## Stated problem
Set out the entries below as a single numbered list, one line per number, skipping any blank lines. Leave the pictures out of your answer.

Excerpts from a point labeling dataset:
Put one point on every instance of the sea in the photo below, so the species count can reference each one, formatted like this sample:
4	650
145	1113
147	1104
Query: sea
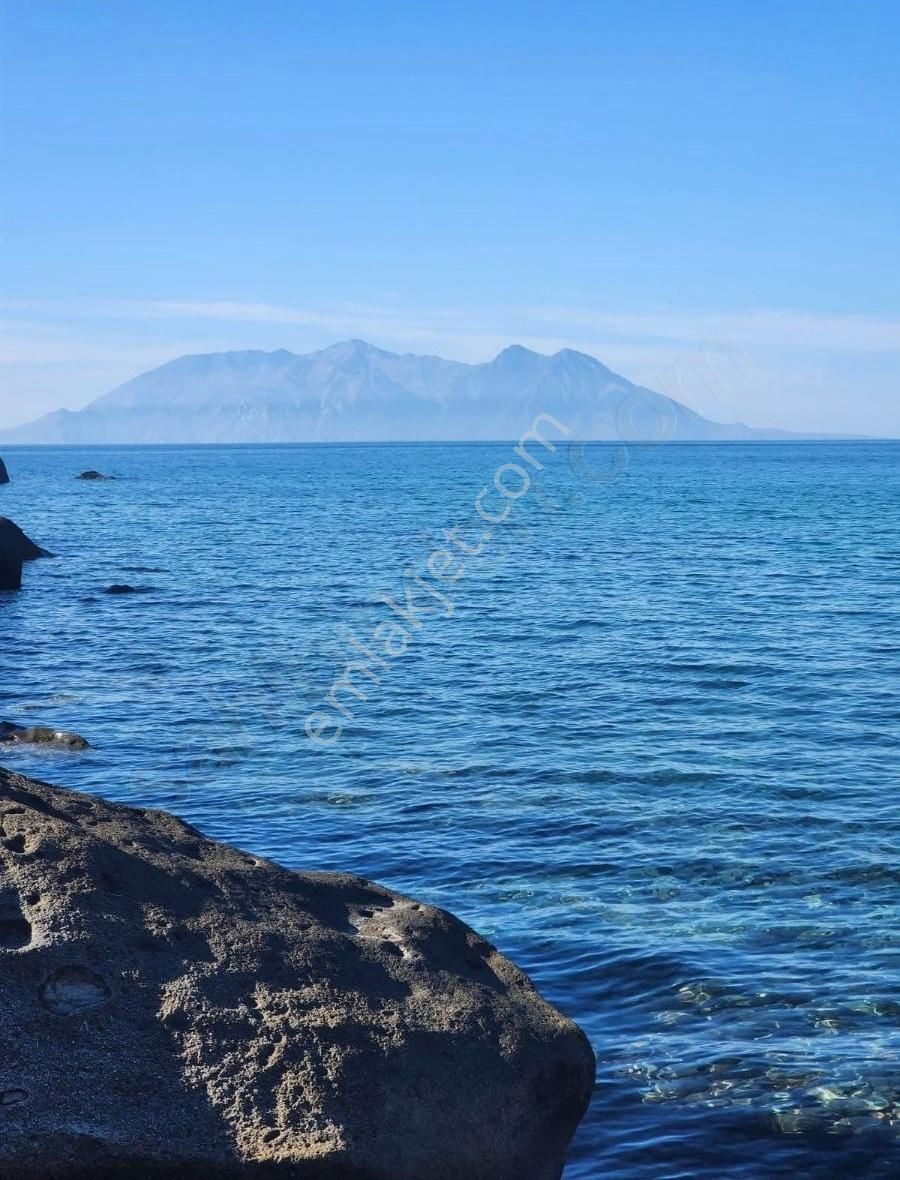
631	712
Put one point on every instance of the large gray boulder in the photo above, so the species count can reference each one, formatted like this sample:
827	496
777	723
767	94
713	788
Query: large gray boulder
171	1007
13	734
15	549
15	544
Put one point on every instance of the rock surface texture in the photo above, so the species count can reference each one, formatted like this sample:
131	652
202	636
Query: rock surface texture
171	1007
15	544
15	549
40	735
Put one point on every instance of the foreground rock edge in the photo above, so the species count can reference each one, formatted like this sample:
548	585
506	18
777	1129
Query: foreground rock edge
175	1007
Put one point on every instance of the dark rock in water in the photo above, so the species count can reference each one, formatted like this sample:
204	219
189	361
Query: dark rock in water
15	549
177	1008
40	735
14	543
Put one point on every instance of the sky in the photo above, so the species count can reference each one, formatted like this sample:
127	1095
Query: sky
634	179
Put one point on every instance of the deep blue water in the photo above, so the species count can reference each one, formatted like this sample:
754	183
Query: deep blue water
652	753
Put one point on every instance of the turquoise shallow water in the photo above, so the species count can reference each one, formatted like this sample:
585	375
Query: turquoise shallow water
652	753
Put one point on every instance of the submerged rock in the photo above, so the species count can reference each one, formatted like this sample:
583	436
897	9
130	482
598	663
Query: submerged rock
40	735
14	543
179	1008
15	549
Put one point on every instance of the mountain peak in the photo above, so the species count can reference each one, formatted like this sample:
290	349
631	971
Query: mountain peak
355	392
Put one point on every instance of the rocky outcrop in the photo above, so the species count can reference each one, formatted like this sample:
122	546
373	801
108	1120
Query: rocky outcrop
15	549
14	543
12	734
172	1007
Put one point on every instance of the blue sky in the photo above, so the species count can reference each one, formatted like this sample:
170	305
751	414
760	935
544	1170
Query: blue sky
626	178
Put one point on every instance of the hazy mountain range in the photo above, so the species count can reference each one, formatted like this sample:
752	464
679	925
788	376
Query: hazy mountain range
355	392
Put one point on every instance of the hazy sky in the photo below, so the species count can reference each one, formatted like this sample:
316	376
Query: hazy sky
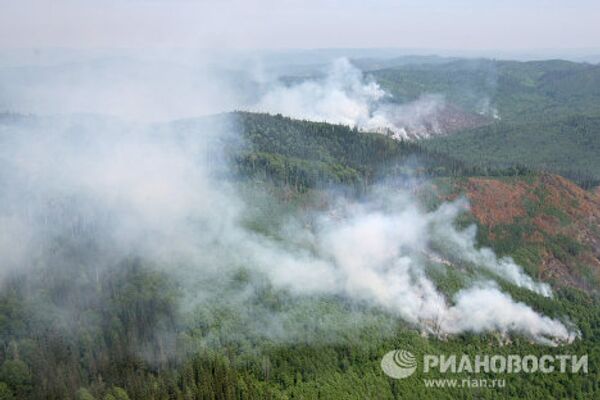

## Solution to the problem
1. Put one point on every instance of the sea in the photo below, so the species count can reference each one, formatted like this sample:
2. 4	650
3. 145	1113
4. 147	1104
5. Query: sea
6. 631	712
7. Put one point on every instance of the large gray boulder in the photo above, so the species count can reference each one, formatted like this sample:
8. 827	496
9. 777	723
10. 767	94
11. 713	788
12. Query: large gray boulder
13. 171	1007
14. 13	734
15. 15	549
16. 15	544
17. Put one point on every instance of the rock surface texture in the photo above, so the species count can reference each one, formatted like this sample:
18. 131	652
19. 202	636
20. Query: rock surface texture
21. 171	1007
22. 15	544
23. 15	549
24. 40	735
25. Put one point on every instance of the foreground rock edge in the photo above, so the species count can reference each one, formatted like this sample:
26. 548	585
27. 506	18
28. 777	1129
29. Query: foreground rock edge
30. 175	1007
31. Put one point on every instance of the dark rock in water in the photo above, so the species count can reference each one, formatted like this sample:
32. 204	219
33. 189	361
34. Query: dark rock in water
35. 15	549
36. 177	1008
37. 40	735
38. 14	543
39. Put one point on every instance of the sky in the photo above, so the species count can reference each one, formatted like this sample:
40. 127	1095
41. Query: sky
42. 634	179
43. Put one point on every instance of the deep blue water in the photo above, so the species count can reference each one, formatted like this sample:
44. 754	183
45. Query: deep blue water
46. 652	753
47. Put one point on every instance of the turquoise shallow water in the photo above, so the species count can reference each one, formatted like this sample:
48. 585	375
49. Query: turquoise shallow water
50. 652	753
51. Put one point on every instance of the submerged rock in the photo above, so the species count can reference each one, formatted like this sample:
52. 583	436
53. 897	9
54. 130	482
55. 598	663
56. Query: submerged rock
57. 40	735
58. 14	543
59. 179	1008
60. 15	549
61. Put one point on every instance of the mountain peak in the photo above, so the species count can reference each one, formatted like this sample:
62. 290	349
63. 631	971
64. Query: mountain peak
65. 355	392
66. Put one point on every instance of the rocky outcrop in the photo above, so the species count can reference each one, formatted like this sample:
67. 122	546
68. 373	801
69. 108	1120
70. Query: rocky outcrop
71. 15	549
72. 14	543
73. 12	734
74. 172	1007
75. Put one point on every instance of the blue sky in the photo above, so the species count can reference each one, formatted like this sample:
76. 170	305
77. 751	414
78. 760	935
79. 544	1170
80. Query: blue sky
81. 626	178
82. Put one point on every instance of the hazy mountain range in the photo above, so the species count can reference each one, formatted like this sample:
83. 752	464
84. 679	925
85. 788	376
86. Query: hazy mountain range
87. 355	392
88. Put one point on every instance of the hazy sky in the photo below, so the species count can reference each one, formatted like this sample:
89. 316	376
90. Query: hazy sky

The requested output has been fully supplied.